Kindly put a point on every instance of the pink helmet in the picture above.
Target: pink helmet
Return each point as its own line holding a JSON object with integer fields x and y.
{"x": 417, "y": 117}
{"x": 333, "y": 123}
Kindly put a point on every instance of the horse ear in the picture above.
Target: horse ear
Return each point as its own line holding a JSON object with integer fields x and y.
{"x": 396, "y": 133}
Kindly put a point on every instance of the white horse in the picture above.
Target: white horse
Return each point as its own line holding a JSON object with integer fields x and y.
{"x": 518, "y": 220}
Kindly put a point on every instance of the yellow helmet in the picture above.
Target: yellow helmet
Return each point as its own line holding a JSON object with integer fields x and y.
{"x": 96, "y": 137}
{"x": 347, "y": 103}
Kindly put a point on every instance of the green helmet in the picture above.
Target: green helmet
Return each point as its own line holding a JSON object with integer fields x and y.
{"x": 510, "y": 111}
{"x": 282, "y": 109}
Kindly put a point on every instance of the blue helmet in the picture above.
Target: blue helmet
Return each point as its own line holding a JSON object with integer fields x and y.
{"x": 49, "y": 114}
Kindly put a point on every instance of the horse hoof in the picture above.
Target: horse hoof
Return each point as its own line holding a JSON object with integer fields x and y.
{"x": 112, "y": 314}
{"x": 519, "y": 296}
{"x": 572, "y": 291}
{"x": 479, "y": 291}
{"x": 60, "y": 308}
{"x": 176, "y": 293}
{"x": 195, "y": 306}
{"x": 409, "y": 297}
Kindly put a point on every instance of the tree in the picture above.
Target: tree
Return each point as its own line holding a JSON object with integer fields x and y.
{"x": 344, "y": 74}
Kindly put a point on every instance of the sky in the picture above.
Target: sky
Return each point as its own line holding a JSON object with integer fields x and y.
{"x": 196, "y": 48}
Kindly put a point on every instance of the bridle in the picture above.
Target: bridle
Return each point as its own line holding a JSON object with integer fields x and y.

**PROBLEM REQUIREMENTS**: Starting at the line that contains "Kindly put a point on every instance of the blue", copy each line exactly through the end of the listing above. Include that first line and the last one, and add nothing.

**ANSWER TO THIS TASK**:
Kindly put a point on every instance of the blue helmet in the picture above.
Target: blue helmet
Return each point as its own line holding a JSON object with integer fields x and y.
{"x": 49, "y": 114}
Kindly put a point on every instance of the horse hoof in the picture above.
Target: horse hoof
Return each point as its own line holding a JSON object with integer fields x and y.
{"x": 112, "y": 314}
{"x": 519, "y": 296}
{"x": 572, "y": 291}
{"x": 479, "y": 291}
{"x": 60, "y": 308}
{"x": 176, "y": 293}
{"x": 195, "y": 306}
{"x": 409, "y": 297}
Kindly put a point on every instance of the tree in the picture above.
Target: tree
Return each point as its own line holding a JSON object with integer fields x and y.
{"x": 344, "y": 74}
Kindly put a point on every instance of the sky in the picture above.
Target: sky
Return each point as its own line holding a JSON object with integer fields x and y.
{"x": 196, "y": 48}
Kindly put a point on every instance of the bridle in the picture above.
Target: bridle
Return each point as its own line holding a JSON object with integer fields x and y.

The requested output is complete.